§ **What the task asks**
Reproduce all of the entries below verbatim, omitting the pictures.

◇ ◇ ◇

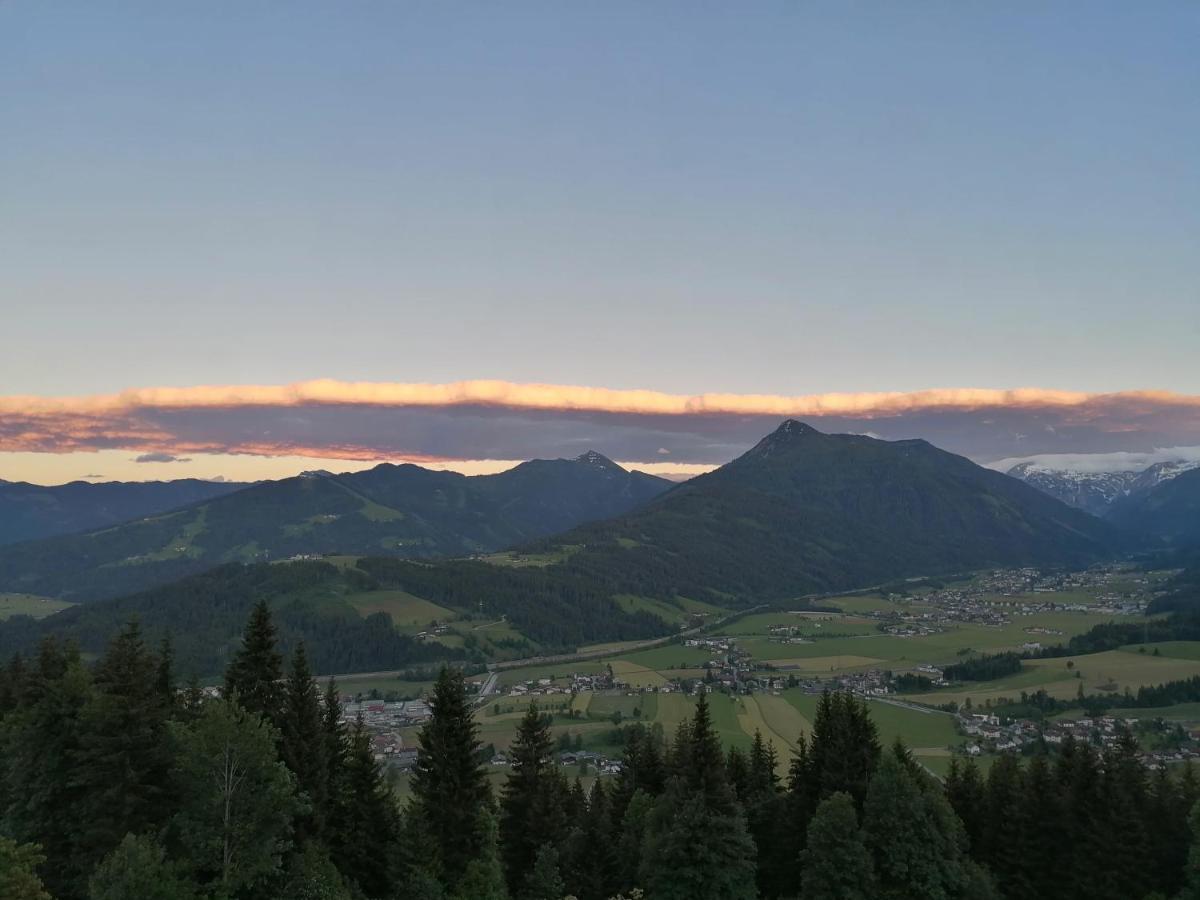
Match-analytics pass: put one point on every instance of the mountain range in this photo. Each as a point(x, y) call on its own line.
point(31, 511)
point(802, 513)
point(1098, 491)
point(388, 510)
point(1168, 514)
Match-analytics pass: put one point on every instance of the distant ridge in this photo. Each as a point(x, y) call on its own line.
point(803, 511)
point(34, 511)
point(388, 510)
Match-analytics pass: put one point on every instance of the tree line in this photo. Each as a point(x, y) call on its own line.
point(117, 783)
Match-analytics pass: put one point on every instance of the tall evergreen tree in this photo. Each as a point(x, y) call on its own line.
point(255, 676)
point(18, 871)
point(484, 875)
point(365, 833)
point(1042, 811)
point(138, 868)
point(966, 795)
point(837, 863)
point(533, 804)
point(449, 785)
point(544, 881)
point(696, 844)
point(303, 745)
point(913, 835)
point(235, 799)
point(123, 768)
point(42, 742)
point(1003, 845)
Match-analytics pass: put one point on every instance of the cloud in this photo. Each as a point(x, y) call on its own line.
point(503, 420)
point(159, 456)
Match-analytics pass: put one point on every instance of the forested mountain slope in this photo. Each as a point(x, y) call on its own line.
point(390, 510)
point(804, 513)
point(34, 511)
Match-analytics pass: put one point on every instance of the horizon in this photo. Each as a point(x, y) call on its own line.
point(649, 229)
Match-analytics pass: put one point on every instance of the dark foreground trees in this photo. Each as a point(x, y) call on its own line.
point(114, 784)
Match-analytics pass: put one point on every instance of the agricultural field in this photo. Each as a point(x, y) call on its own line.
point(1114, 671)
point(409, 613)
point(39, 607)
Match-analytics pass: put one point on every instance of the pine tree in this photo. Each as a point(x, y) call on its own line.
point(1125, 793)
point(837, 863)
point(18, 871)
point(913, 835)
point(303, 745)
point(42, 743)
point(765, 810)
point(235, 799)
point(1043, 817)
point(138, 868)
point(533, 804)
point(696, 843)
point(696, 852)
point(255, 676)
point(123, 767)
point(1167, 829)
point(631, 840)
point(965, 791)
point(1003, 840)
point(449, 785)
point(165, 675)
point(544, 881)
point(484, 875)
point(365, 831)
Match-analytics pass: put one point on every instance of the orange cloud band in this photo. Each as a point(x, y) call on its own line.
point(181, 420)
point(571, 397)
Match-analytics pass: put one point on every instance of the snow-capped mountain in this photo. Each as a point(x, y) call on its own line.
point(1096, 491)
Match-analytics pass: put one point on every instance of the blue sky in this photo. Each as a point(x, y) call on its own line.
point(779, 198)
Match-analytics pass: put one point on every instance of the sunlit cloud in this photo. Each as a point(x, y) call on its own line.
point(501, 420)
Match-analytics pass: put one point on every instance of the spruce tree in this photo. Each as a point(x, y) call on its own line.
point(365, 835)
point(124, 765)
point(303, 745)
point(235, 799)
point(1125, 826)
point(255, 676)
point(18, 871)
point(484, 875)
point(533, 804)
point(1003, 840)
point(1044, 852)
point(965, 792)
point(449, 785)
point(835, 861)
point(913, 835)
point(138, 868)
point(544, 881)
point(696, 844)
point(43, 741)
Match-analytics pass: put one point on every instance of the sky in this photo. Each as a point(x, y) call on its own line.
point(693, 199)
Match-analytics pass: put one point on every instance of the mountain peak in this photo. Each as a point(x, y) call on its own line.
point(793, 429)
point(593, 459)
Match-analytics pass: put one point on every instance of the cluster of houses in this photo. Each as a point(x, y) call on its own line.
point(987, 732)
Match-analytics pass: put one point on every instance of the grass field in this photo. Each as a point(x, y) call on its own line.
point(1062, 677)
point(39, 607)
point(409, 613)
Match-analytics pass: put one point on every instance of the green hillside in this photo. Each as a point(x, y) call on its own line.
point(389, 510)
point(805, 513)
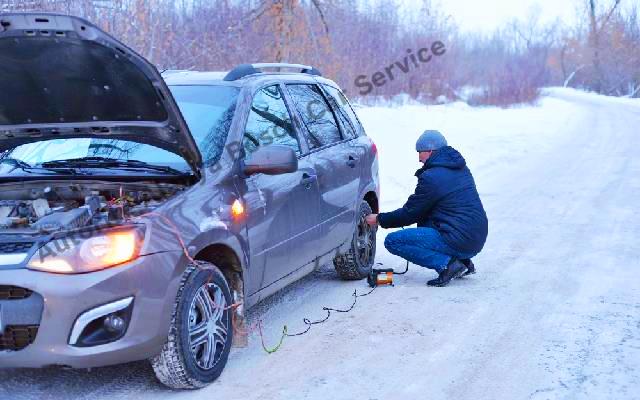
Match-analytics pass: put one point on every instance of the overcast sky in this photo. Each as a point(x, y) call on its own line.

◇ ◇ ◇

§ **Output for this exercise**
Match-analytics pass: put one point on every instance of the mountain range in this photo. Each as a point(x, y) call on its own line.
point(31, 511)
point(802, 513)
point(1098, 491)
point(388, 510)
point(1168, 514)
Match-analytics pass: put one point on every instance of the distant ridge in this photo. Each as a point(x, y) call on its own line.
point(803, 511)
point(34, 511)
point(388, 510)
Match-analytics pass: put one point on every instance of the tree line in this photo. Each as a point(x, y) call on its own line.
point(117, 783)
Match-analytics pass: put one point on every instance of the tall evergreen tree in this photo. Each as a point(x, y) call on its own line.
point(255, 676)
point(18, 871)
point(484, 875)
point(365, 833)
point(1042, 811)
point(138, 868)
point(966, 795)
point(837, 863)
point(533, 804)
point(449, 785)
point(544, 881)
point(696, 844)
point(303, 745)
point(913, 835)
point(235, 799)
point(123, 768)
point(42, 742)
point(1003, 845)
Match-analytics pass: put one point on every instance of the cloud in this photo. Each as a point(x, y) call on its own line.
point(503, 420)
point(159, 456)
Match-analytics pass: put one point on every instance of the forested mountain slope in this photo. Each as a point(x, y) call on its own line.
point(390, 510)
point(804, 513)
point(34, 511)
Match-analytics pass: put one point on every instance of the horizon in this photo. Each as a point(x, y) call on its own line.
point(649, 229)
Match-analytics pass: put one point on every instance of the dark foreground trees in this photo. Each as a point(x, y) call on its own line.
point(114, 784)
Match-analytics pass: put one point on every instance of the agricultural field in this photo. Each as a point(x, y) call on its own line.
point(1114, 671)
point(409, 613)
point(39, 607)
Match-analytics pass: put one point on every instance of the pine tree in this photo. Each as a point(x, y) call on its own line.
point(1125, 793)
point(837, 863)
point(18, 871)
point(913, 835)
point(303, 745)
point(42, 743)
point(765, 810)
point(235, 799)
point(1043, 817)
point(138, 868)
point(533, 804)
point(696, 843)
point(696, 852)
point(255, 676)
point(123, 767)
point(1167, 829)
point(631, 840)
point(965, 791)
point(1003, 840)
point(449, 785)
point(165, 675)
point(544, 881)
point(484, 875)
point(365, 831)
Match-analytics pass: put one point on every instance of the orange cloud band in this photo. Each as a point(x, y) call on its own line.
point(181, 420)
point(571, 397)
Match-analytics pass: put one point on every instance of the snow-capped mountain in this photo. Each as a point(x, y) call on its own line.
point(1096, 491)
Match-analytics pass: put one point on every instance of the blue sky in this photo. Each as a point(x, y) call on its own line.
point(779, 198)
Match-analytics pass: put one point on every instance of the sunlit cloud in this photo. Each as a point(x, y) call on its own line.
point(501, 420)
Match-analytics pass: put one point on every instance of the spruce tree in this photo. Each as a point(x, y) call on its own line.
point(365, 835)
point(124, 765)
point(303, 745)
point(235, 799)
point(1125, 826)
point(255, 676)
point(18, 871)
point(484, 875)
point(533, 804)
point(1003, 840)
point(1044, 852)
point(965, 792)
point(449, 785)
point(835, 861)
point(913, 835)
point(138, 868)
point(544, 881)
point(696, 844)
point(43, 741)
Match-analytics pass: put one point on every instance of the sky in this photo. Each as a point(x, y) call on its own line.
point(693, 199)
Match-analytics pass: put one point on every instance of the mountain peak in this photo. Each as a point(x, y) call on its own line.
point(793, 429)
point(593, 459)
Match-analytics pass: put one point on every instance of the cluster of houses in this photo. Each as a point(x, y) call on its own line.
point(987, 732)
Match-analytics pass: put one point on every instance of the grass field in this photo. Each as a point(x, y) call on its own line.
point(1062, 677)
point(39, 607)
point(409, 613)
Match-analytics pass: put one point on every instance of the green hillside in this photo. Each as a point(x, y) call on its own line.
point(389, 510)
point(805, 513)
Match-analytics pass: put one point on every instance of the overcast sky in this photo. Each as a point(x, y) call on its own line.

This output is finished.